▶ [Document text]:
# Smoked Salmon



## sans souci chef (Oct 18, 2000)

I have a request from a client to provide smoked salmon (among other items) for 300 guests
It's been along time since I've made smoked salmon and I fear I need a refresher
Do I brine the filets or just coat with salt( coarse, sea, or regular)overnight
If brine a good recipe please(keeping in mind I want to maintain the natural look and texture, so anything with soya would probably give a undesired coulor)
To smoke I was considering bringing the shavings to the smolder in a 500 degree oven then placing the pan under the racked fish in a cook and hold left off or a cambro.
How long should I leave it in the smoke.
Any assistance would be appreciated
Thank You
All The Best
Greg Sheridan
Chef/Owner
Sans Souci Special Occasion Catering
[email protected]


[ April 20, 2001: Message edited by: Sans Souci Chef ]


----------



## cape chef (Jul 31, 2000)

Hi Greg...

I always do a brine as opposed to dry curing my raw fillets of salmon.Most dry cured salmon or other high fat fish are not smoked.They are prepared in the style of gravlox. The methode you refer to in smoking your salmon will yield a hot smoke salmon and texture. Dryer and a soft flake.good for spreads etc.Cold smoking will give you a tender finished fillet with easyer slicability (is that a word lol)
And I believe more versitale. Cold smoking requires you to set your fillet in a seperate sealed vessel inwich the smoke from your smoker is sent through a cooling area so it is not hot when it becomes in contact with the fillet. You might find this funny,but this is the gizmo i use to smoke salmon. I have an old fridge that I bore a hole in the bottom that I connect a tube to that runs through a cooler filled with ice. I fire up a weber that is also fitted with a tube and the whole thing runs from the grill,cooled in the ice and then cold smoke the salmon. It looks stupid but it works 
cc


----------



## pompeyams (Jun 4, 2001)

▶ [Goals]:
A. In the smoked salmon thread, what does cape chef fire up to produce the smoke for the homemade cold smoker?
B. Return the passage of the smoked salmon thread between "# Smoked Salmon" and "or a cambro.", inclusive, copied word for word.
C. Resume the smoked salmon thread from the point where it stops.
The rows that come next have no connection to the smoked salmon thread.

▶ [Extracted information]:

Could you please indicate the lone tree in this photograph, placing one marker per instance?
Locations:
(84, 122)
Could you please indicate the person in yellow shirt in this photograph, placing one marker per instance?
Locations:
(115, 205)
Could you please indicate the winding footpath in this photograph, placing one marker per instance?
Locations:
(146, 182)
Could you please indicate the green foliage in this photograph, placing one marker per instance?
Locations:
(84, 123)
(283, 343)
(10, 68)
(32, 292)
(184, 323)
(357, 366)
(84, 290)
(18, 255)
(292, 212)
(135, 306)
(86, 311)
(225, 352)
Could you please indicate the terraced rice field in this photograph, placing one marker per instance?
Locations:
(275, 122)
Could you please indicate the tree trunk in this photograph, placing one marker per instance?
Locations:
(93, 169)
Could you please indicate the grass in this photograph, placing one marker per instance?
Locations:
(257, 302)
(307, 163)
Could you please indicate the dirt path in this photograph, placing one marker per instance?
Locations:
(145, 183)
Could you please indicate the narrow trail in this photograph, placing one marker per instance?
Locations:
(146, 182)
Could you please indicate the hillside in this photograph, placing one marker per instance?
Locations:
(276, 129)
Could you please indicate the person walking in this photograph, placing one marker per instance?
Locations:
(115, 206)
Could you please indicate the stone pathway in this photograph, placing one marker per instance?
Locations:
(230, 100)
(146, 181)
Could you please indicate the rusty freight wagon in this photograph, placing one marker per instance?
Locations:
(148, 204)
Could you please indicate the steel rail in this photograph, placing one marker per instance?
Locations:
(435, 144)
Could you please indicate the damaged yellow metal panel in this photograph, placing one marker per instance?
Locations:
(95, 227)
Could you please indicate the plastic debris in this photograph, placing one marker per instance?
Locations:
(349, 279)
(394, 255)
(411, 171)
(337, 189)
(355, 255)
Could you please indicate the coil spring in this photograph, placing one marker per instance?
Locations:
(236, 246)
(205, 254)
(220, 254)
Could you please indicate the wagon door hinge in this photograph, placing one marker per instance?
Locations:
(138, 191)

▶ [Response list]:
A. A Weber grill.

B.
# Smoked Salmon



## sans souci chef (Oct 18, 2000)

I have a request from a client to provide smoked salmon (among other items) for 300 guests
It's been along time since I've made smoked salmon and I fear I need a refresher
Do I brine the filets or just coat with salt( coarse, sea, or regular)overnight
If brine a good recipe please(keeping in mind I want to maintain the natural look and texture, so anything with soya would probably give a undesired coulor)
To smoke I was considering bringing the shavings to the smolder in a 500 degree oven then placing the pan under the racked fish in a cook and hold left off or a cambro.

C.
Hi ive been smoking my own salmon for about a year and think ive got it just right 
firstly cure as you would lax using 
1 1/2 oz of sugar and 1 1/2 oz of salt per 
1 pound of fish cure for 24 hrs then hang 
for 24 hrs in the fridge to dry out a bit
to smoke is not an exact science but get your chippings smoking well place into a old air tight box I use an amunition box sit your salmon on a rack above the chippings then leave to smoke you might need to fire more chippings after 2 or 3 hrs and make sure the box does not get hot or the salmon will cook yopu can repeat the smoking as many times as possible until the fish takes on that lovely smell and deep pink colour I use 50 / 50 hickory and oak chippings let me know how you get on at [email protected]


----------



## sans souci chef (Oct 18, 2000)

Thanks for the replies, I did figure it out, and the results were fantastic.
I covered the filets in combination of salt and garlic salt,with some white wine and lemon, for 24hrs
I then took applewood shavings (I actually found these in a hardware store ) place these on a old cookie sheet in a 500 degree oven to get the shavings smoking.
I lay the filets on cooling racks and placed these in a old cook and hold oven, high up in the cabinate,so as to be in the smoke but not the heat. ( I left the oven off, I only used the oven for its racking capabilities and the fact it was a closed cabinate) 
I smoked the fish for a hour and a half, taking the chips out once to get them smoking again.
The results were fantastic, the client and all the guests (including some executive chefs from some pretty major hotels in Toronto) raved about the flavour and quality. 
One point to note I did a test run of coures first, for a tasting with the client and to make sure I had it right, I found that you had to wash the salt off the salmon before you smoked to insure the penitration of the smoke flavour plus a nicer flavour after. (not too salty, that was the biggest comment received)
I enjoyed the process and the results this definately is on our menues

Regards
Greg Sheridan
Chef/Owner 
Sans Souci Special Occasion Catering


----------



## pompeyams (Jun 4, 2001)

glad it all worked out sounds lovely


----------



## linda smith (Mar 30, 2001)

Greg:
Happy to hear that your smoking experience worked out. You have a smoking expert in the area by the name of Rob Alexander, chef and owner of Luke's Cafe on Princess Street Kingston. He is a smoking guru and his funky little place features all manner of things smoked - salmon, cheese, chicken, turkey, etc. etc. Drop by the next time you are in town.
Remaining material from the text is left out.